Satu lagi, kata nasehat yang tepat juga untuk selebritis kita adalah ‘jangan jadi bunglon’. Ya, bunglon adalah binatang yang diberi keistimewaan bisa beradaptasi dengan lingkungan dimana dia berada, terutama dari segi warna tubuhnya. Nah, kita bisa melihat dengan mata dan kepala kita sendiri, para seleb itu mirip banget dengan bunglon, dimana dia hinggap disitulah dia menyesuaikan diri. Nggak perduli, tampilannya menipu, nggak perduli setelah keluar dari lingkungan tersebut, dan berada di komunitas yang lain, dia berbeda penampilan bahkan berbeda perilaku, yang penting tetap jadi artis.
Saya memang bukan artis, dan nggak berharap jadi artis, tetapi itu fakta yang ada di depan mata kita, yang tiap hari berseliweran entah itu di teve, koran, majalah, sehingga membuat saya gerah untuk ikut mengomentari fakta tersebut. Itulah dunia selebritis, dunia yang penuh dengan kepura-puraan, manusia yang munafik.
Saya menulis begini bukannya saya benci dengan para seleb, apalagi sampai ngiri dengan popularitasnya. Bukan, sama sekali bukan karena itu. Sikap saya ini, justru sebagai wujud kasih sayang saya sesama muslim. Saya cuman mengingatkan kalau perilaku bunglon, berpakaian badut, menjadi lilin, adalah sifatnya orang munafik.

_ _ _ _ _

* _TUJUAN 1_
Dalam teks tentang selebritas, penulis menyebut sikapnya sebagai wujud apa?
Teks tersebut dan entri anotasi tidak saling berhubungan.

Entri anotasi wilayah
_ _ _ _ _

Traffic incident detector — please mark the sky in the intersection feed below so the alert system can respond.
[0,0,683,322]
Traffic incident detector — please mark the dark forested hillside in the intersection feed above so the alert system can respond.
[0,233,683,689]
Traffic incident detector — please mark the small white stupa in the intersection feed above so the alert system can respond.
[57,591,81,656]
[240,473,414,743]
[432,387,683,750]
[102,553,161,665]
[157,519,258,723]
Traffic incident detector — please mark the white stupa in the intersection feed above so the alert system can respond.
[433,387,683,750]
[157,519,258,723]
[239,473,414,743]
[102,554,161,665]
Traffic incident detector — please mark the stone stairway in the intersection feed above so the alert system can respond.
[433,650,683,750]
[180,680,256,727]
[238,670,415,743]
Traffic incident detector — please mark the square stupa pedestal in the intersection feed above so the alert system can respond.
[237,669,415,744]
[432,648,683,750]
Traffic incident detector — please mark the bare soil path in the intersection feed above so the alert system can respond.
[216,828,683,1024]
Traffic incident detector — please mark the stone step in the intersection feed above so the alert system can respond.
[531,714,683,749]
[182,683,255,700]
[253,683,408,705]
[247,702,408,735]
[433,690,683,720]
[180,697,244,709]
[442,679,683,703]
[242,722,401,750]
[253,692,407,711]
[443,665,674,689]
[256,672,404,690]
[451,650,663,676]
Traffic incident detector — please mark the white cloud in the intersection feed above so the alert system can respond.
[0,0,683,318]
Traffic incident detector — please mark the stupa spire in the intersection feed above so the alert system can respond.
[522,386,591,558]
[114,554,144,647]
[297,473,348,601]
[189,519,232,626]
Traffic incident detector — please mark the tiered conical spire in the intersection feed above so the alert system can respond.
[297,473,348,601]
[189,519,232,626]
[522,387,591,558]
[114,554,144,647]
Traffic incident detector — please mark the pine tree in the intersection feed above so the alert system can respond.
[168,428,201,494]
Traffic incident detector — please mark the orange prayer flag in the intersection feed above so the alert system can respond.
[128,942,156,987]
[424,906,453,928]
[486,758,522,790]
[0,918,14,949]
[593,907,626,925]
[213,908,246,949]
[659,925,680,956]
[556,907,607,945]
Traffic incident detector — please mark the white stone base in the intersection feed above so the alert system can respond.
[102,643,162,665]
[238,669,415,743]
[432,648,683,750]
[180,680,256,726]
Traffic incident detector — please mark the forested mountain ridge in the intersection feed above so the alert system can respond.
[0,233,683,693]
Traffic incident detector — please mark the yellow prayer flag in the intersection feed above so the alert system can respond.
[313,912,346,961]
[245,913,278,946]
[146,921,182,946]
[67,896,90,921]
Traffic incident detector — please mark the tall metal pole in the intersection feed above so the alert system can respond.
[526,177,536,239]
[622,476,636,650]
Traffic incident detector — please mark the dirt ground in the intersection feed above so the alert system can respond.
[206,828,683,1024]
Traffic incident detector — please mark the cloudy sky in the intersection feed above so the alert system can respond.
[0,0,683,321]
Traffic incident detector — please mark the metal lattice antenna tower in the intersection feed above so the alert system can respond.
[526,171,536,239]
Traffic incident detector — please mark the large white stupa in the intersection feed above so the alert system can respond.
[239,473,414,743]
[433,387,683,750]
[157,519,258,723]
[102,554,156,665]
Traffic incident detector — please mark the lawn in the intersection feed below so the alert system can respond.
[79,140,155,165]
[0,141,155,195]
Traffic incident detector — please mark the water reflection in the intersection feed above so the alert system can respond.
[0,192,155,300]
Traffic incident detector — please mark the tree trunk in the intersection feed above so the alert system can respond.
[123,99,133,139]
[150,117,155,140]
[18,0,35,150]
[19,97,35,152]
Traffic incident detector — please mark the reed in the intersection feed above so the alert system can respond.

_ _ _ _ _

* _TUJUAN 2_
Tulis ulang tanpa perubahan baris-baris entri anotasi, mulai dari baris pertama entri sampai baris yang memuat "[0,233,683,689]", termasuk baris tersebut.

* _PENYELESAIAN 1_
Sebagai wujud kasih sayang kepada sesama muslim.

* _PENYELESAIAN 2_
Traffic incident detector — please mark the sky in the intersection feed below so the alert system can respond.
[0,0,683,322]
Traffic incident detector — please mark the dark forested hillside in the intersection feed above so the alert system can respond.
[0,233,683,689]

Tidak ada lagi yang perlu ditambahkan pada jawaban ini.